Page excerpt:
━━━━━━━━━━━━━━━━━━━━━━━━━━━━━━

What’s for Dinner?: Farm to the Table and Everything in Between
Seminar led by Professor Dan Alsop

Let’s be honest, most of us have little idea about the process it entails for food to reach our table. Still, that hasn’t stopped us from blissfully gobbling down the Big Mac with a large Coke, right? It’s time that we investigate, examine, and, yes, digest all tenets of the U.S. culture of food to become more informed food consumers and critics. We will do this by looking at the system of agricultural production, food processing, governing politics and economics, environmental and animal ethics, and the safety and health of its consumers. Expect to engage with readings (both fiction and non-fiction) and view documentaries that bring the issues to light. Furthermore, we will participate in the following activities: local farm tours, visits to farmers' markets, as well as a healthy cooking workshop. In the end, we should have enough understanding of the food system to say “Bon Appetit” and mean it.

Wasted: A Trek through Trash and Treasure
Seminar led by Dr. Michelle Marasco

From Mount Trashmore to the Great Pacific Garbage Patch, it is clear that we are a trashy bunch of people. The EPA estimates that each of us generates over 5 pounds of garbage a day that contributes to the pollution our land, air, and water. In this course, we will explore the meaning and causes of wastefulness. In addition, we will investigate the environmental and societal costs of poor stewardship of our resources.  Through our analysis of diverse types of media and field trips to waste processing facilities, we will unearth the complexities of waste in our society.  Our journey will culminate with proposed solutions to combat the culture of waste and solve the problems and inequities that it creates.

━━━━━━━━━━━━━━━━━━━━━━━━━━━━━━

(Stored data)
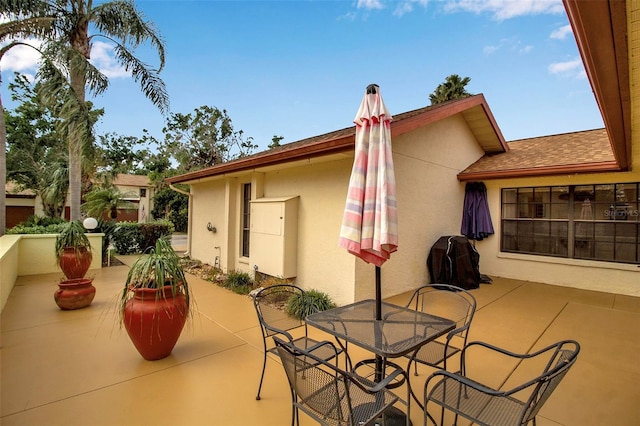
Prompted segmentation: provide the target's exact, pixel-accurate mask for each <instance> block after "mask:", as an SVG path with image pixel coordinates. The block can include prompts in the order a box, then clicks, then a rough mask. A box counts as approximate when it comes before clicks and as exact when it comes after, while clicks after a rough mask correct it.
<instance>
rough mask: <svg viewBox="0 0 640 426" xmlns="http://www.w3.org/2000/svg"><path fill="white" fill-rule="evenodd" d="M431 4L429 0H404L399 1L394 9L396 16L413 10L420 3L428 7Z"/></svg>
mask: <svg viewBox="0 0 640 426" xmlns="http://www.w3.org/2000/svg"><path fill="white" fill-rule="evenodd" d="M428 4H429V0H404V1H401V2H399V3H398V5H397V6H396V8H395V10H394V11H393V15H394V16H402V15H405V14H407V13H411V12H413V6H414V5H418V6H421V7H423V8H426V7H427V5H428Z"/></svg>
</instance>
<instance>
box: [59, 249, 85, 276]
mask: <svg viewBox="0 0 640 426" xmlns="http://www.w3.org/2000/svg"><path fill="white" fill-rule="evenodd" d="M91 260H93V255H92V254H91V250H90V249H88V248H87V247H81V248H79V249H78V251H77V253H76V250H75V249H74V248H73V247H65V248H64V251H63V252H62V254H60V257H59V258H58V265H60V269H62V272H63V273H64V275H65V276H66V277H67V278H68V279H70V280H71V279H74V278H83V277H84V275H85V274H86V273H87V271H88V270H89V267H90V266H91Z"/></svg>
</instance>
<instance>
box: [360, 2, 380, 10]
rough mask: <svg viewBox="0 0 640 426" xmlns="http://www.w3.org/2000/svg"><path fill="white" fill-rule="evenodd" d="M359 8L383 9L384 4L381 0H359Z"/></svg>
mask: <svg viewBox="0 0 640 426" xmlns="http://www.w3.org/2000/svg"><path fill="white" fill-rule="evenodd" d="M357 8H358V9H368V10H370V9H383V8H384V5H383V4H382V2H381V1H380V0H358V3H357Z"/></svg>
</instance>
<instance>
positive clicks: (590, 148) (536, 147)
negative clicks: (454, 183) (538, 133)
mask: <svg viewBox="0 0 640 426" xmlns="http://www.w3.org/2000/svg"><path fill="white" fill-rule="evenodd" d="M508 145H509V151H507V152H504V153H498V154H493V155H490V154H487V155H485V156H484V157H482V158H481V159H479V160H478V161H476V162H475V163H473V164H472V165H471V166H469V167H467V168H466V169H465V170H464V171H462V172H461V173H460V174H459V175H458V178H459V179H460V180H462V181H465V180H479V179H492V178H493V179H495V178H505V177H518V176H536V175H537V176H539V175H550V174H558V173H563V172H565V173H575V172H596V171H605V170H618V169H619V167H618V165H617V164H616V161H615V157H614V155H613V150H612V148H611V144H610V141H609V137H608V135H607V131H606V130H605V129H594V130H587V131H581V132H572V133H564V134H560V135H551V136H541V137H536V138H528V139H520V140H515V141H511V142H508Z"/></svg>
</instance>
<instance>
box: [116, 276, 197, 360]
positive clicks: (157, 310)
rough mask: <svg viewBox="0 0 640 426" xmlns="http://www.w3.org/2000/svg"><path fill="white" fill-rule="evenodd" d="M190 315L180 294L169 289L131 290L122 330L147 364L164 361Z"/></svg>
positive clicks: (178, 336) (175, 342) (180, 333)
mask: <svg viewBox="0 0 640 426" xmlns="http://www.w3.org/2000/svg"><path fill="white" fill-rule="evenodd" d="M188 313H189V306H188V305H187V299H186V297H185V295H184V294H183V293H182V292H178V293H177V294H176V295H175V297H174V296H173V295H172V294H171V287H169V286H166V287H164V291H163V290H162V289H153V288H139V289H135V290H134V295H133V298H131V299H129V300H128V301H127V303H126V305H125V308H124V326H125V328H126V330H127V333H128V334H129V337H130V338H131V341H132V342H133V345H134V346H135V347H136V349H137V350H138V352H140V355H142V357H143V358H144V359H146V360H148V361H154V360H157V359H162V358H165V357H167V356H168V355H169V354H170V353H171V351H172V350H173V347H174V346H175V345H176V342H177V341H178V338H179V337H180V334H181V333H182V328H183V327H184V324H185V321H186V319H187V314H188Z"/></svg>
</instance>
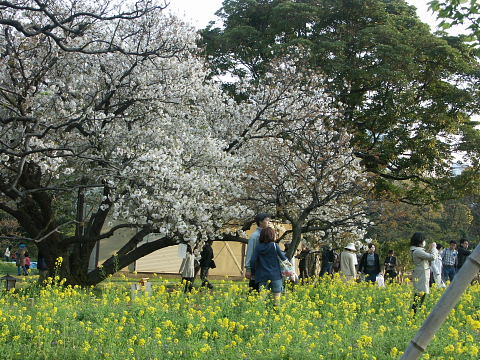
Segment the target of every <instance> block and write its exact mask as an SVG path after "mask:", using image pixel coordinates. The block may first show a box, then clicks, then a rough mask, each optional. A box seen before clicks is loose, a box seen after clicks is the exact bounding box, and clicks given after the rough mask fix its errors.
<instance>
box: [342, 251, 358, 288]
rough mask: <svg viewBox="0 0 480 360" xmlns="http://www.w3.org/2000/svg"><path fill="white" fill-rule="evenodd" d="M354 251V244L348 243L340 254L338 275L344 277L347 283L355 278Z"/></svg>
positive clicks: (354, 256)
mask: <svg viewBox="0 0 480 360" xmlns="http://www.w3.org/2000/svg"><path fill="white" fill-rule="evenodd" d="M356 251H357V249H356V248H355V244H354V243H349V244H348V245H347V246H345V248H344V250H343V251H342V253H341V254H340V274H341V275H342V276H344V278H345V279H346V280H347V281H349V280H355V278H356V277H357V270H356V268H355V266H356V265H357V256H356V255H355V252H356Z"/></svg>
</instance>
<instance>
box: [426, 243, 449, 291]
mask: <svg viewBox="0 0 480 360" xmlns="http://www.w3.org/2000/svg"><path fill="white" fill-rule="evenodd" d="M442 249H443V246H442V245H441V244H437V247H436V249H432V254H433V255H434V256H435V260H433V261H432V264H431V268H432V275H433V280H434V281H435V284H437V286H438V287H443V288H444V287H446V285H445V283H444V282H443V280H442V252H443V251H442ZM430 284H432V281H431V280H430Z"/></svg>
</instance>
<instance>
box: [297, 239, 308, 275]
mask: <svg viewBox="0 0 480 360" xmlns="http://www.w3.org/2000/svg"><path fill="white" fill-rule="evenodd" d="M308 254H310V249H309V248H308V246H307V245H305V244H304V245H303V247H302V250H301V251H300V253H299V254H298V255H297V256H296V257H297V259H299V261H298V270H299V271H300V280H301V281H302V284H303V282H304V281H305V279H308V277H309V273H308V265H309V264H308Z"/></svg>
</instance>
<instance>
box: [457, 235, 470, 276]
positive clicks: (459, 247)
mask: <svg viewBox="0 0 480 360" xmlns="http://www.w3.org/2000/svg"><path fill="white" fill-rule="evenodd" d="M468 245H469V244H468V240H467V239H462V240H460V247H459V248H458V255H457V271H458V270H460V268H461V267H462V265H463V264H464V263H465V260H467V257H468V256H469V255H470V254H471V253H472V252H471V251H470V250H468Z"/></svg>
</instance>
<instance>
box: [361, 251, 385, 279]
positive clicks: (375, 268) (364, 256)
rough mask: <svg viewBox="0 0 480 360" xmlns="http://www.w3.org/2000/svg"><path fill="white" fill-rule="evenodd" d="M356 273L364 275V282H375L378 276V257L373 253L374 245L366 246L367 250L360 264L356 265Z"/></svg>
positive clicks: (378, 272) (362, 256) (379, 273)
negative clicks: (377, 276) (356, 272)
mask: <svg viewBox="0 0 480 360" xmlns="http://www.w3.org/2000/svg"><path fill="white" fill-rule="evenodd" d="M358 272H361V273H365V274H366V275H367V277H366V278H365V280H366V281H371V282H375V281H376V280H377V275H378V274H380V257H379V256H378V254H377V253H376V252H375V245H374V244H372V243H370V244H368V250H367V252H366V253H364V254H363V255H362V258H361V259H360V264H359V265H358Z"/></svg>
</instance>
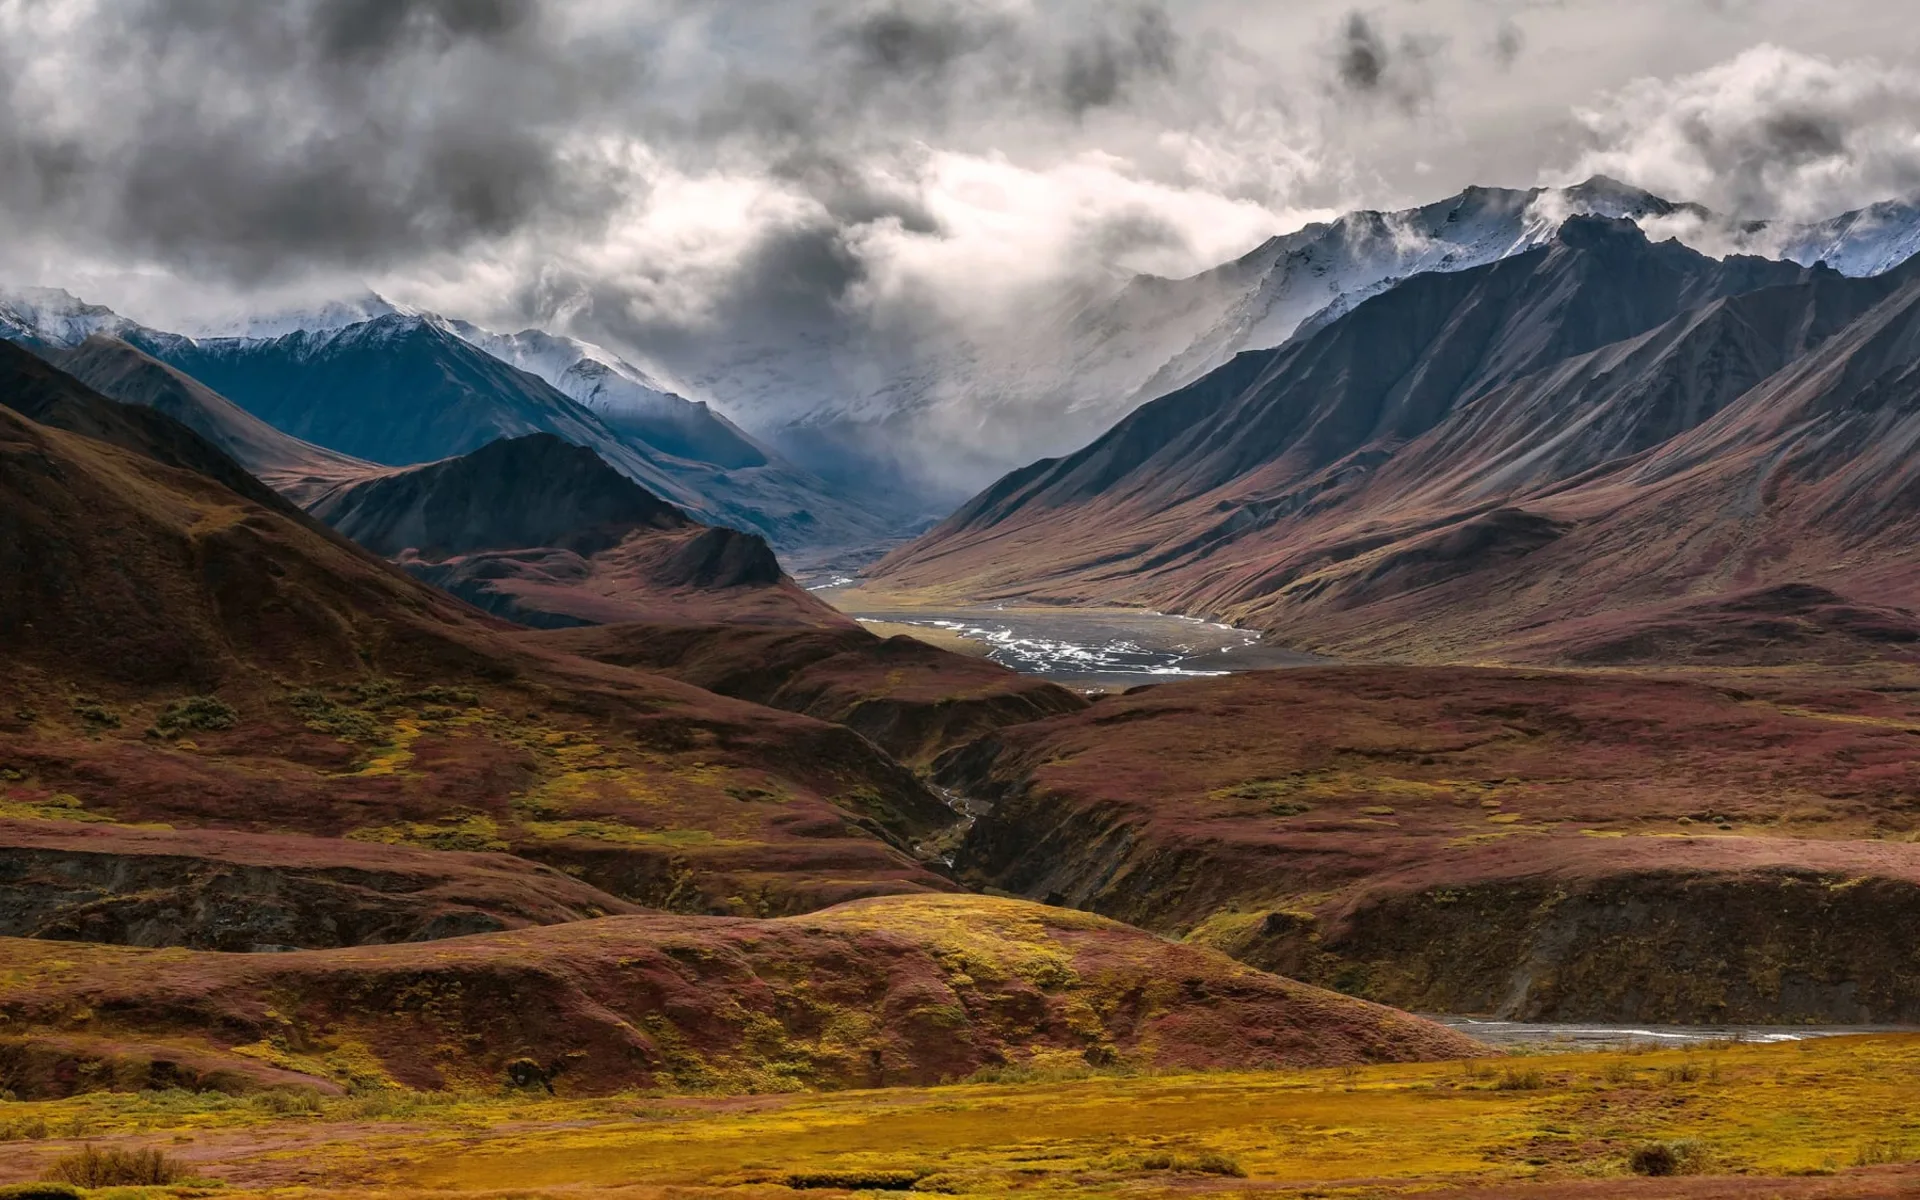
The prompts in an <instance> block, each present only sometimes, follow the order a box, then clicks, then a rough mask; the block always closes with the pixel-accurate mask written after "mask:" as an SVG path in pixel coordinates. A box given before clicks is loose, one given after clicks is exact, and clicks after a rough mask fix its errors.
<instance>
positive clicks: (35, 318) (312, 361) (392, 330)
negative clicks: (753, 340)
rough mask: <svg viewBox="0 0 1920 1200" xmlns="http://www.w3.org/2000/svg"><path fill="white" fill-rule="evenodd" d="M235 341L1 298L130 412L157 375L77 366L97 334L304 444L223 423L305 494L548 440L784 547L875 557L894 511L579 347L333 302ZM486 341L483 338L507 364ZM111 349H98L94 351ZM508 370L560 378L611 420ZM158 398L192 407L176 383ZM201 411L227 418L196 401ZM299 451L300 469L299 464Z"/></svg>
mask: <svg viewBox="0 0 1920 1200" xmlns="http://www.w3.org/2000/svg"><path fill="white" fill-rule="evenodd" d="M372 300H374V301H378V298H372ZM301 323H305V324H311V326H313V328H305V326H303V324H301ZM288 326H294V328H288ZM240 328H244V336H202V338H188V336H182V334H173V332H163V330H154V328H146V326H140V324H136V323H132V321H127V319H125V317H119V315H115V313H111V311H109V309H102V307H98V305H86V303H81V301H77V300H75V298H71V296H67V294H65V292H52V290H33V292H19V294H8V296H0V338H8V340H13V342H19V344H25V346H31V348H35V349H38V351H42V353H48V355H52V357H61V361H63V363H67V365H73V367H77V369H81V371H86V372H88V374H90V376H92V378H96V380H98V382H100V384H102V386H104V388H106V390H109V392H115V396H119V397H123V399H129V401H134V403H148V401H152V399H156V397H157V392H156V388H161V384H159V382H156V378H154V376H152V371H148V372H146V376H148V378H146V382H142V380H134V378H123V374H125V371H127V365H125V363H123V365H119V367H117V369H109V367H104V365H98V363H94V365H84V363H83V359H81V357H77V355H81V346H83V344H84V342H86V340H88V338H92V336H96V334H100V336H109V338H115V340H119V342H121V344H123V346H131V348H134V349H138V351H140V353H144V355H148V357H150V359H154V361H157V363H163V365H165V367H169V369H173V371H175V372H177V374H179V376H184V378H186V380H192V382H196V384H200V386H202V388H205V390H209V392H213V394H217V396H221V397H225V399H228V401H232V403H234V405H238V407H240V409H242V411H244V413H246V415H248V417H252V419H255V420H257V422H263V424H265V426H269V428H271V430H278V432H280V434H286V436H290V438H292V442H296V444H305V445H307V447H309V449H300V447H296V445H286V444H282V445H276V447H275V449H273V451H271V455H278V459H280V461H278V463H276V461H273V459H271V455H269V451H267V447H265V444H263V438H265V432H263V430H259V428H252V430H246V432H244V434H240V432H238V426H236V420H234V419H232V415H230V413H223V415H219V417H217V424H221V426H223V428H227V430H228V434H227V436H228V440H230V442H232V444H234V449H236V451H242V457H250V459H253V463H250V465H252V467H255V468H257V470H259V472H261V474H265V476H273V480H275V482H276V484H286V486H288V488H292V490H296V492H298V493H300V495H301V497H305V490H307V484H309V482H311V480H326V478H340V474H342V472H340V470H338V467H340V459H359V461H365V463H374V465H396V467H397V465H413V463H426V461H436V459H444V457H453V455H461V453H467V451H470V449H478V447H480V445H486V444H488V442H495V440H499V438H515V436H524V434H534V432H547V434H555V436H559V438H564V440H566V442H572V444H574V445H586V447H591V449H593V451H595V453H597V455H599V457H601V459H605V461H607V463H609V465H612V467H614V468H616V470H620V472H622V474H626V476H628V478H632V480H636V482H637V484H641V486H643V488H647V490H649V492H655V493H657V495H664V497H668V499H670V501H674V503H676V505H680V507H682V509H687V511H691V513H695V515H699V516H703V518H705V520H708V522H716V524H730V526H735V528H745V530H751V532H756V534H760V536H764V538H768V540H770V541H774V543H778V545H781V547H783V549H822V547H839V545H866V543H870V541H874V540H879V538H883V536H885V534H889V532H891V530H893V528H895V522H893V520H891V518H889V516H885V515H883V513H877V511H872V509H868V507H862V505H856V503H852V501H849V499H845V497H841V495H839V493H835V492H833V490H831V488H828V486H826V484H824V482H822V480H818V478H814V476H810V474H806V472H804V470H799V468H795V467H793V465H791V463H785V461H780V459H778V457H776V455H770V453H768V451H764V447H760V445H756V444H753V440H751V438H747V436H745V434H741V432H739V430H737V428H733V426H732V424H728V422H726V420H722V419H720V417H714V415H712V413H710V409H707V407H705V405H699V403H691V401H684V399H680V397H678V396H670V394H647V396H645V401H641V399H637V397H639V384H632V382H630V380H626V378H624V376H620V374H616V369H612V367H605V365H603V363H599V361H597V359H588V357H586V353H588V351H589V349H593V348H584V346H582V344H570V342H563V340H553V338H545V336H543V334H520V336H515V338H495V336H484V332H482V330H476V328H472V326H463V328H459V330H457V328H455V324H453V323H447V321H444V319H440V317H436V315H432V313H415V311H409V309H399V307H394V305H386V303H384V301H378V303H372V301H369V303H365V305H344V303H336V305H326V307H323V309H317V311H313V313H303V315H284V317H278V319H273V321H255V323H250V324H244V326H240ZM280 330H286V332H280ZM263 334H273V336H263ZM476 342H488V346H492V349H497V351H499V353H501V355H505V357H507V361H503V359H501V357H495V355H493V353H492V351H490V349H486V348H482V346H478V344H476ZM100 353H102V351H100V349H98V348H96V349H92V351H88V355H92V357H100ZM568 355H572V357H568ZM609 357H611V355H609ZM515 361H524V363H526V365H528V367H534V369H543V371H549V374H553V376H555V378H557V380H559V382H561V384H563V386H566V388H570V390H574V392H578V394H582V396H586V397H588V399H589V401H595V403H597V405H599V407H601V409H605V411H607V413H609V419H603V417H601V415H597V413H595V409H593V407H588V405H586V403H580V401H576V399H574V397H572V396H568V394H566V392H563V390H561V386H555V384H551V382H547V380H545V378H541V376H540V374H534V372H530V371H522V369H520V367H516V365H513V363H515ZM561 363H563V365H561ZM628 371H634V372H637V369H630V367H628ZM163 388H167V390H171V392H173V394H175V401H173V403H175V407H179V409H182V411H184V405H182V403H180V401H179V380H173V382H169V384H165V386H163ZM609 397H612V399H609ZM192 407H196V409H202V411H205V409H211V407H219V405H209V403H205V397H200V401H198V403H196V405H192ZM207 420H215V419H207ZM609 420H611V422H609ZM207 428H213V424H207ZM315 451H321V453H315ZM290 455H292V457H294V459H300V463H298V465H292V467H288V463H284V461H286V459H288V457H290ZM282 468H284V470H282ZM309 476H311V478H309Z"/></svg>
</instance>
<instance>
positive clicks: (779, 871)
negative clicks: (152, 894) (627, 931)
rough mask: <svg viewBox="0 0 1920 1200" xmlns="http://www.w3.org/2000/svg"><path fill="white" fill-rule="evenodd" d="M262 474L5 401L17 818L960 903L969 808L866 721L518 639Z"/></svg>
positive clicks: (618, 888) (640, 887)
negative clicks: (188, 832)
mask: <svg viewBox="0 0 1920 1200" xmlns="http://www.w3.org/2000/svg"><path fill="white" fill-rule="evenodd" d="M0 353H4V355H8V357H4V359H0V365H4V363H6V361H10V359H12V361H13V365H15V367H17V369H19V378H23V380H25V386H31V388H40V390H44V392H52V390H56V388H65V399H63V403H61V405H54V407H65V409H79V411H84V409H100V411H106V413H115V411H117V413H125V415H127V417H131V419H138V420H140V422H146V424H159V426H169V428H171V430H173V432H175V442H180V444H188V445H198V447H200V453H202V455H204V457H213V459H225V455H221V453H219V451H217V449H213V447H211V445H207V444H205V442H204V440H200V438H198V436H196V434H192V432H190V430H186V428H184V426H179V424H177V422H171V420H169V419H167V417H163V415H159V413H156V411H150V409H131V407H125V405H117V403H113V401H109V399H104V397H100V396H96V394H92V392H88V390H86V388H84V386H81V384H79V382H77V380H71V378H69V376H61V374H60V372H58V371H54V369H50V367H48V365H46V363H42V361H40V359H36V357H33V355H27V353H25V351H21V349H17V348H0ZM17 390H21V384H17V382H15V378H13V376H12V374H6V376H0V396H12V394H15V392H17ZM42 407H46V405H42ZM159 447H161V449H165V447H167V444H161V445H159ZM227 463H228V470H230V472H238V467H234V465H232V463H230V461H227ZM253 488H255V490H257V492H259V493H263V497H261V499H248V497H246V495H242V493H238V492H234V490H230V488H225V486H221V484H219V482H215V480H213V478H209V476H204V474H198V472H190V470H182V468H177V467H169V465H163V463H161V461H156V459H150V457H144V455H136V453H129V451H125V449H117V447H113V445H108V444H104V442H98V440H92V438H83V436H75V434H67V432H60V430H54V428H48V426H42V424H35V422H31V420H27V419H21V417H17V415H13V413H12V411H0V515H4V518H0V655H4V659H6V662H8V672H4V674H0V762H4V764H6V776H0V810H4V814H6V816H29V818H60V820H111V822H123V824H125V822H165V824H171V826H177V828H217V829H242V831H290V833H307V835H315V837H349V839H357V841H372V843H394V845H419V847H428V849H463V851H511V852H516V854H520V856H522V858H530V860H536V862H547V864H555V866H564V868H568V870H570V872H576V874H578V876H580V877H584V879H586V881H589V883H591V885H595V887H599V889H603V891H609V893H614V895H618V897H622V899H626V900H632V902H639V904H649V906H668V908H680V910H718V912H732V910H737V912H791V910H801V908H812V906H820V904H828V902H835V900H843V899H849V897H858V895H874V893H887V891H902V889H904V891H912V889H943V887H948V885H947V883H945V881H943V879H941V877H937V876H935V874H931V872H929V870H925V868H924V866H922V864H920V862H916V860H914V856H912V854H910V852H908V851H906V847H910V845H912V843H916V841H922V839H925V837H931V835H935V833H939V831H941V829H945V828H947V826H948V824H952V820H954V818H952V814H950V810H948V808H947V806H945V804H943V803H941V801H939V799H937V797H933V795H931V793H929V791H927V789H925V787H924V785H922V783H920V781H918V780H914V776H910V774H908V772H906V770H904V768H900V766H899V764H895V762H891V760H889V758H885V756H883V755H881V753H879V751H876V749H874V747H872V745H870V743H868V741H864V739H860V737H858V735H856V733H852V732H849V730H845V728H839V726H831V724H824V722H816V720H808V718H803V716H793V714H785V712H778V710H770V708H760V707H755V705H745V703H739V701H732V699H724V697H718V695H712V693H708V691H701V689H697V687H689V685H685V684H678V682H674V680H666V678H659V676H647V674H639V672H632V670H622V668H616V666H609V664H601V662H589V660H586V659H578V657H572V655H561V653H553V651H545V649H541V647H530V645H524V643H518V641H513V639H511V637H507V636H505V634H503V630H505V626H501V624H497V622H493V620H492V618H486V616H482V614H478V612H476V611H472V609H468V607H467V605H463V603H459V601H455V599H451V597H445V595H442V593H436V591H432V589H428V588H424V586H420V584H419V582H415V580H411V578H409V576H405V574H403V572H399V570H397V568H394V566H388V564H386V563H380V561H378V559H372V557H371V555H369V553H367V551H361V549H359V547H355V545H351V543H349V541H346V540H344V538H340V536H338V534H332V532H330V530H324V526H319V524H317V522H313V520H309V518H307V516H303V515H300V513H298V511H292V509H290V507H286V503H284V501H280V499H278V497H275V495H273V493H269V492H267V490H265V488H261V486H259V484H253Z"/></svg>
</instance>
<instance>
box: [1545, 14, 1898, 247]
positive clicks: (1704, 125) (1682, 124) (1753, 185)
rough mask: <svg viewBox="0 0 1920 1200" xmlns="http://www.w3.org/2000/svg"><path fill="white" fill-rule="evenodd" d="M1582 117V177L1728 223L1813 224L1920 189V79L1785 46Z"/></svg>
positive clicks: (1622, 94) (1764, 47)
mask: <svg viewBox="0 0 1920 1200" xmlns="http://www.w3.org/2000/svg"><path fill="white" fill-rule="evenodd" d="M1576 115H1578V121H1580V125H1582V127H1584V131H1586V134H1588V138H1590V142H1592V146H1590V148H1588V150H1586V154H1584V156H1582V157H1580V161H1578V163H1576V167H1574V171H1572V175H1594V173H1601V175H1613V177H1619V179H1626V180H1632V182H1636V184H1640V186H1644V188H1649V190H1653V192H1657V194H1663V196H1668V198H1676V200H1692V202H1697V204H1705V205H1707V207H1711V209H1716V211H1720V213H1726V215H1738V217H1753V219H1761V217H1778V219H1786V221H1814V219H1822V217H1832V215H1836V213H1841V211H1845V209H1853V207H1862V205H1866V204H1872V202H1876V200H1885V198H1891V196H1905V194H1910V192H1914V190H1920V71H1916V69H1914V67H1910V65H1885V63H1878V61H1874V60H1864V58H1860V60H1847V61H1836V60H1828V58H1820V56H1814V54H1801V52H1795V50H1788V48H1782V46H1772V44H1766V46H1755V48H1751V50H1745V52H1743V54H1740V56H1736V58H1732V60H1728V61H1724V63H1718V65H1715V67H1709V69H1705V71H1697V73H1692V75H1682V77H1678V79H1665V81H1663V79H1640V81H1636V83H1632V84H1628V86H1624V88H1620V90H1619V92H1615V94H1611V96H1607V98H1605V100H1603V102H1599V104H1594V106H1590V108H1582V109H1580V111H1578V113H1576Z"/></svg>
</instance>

━━━━━━━━━━━━━━━━━━━━━━━━━━━━━━

Apply what you read:
1 > In the seminar descriptions, list the activities that the food seminar says participants will take part in.
2 > Transcribe the seminar descriptions word for word from "Wasted: A Trek" up to and including "that it creates.".

Answers below:
1 >
- Local farm tours
- Visits to farmers' markets
- A healthy cooking workshop

2 >
Wasted: A Trek through Trash and Treasure
Seminar led by Dr. Michelle Marasco

From Mount Trashmore to the Great Pacific Garbage Patch, it is clear that we are a trashy bunch of people. The EPA estimates that each of us generates over 5 pounds of garbage a day that contributes to the pollution our land, air, and water. In this course, we will explore the meaning and causes of wastefulness. In addition, we will investigate the environmental and societal costs of poor stewardship of our resources.  Through our analysis of diverse types of media and field trips to waste processing facilities, we will unearth the complexities of waste in our society.  Our journey will culminate with proposed solutions to combat the culture of waste and solve the problems and inequities that it creates.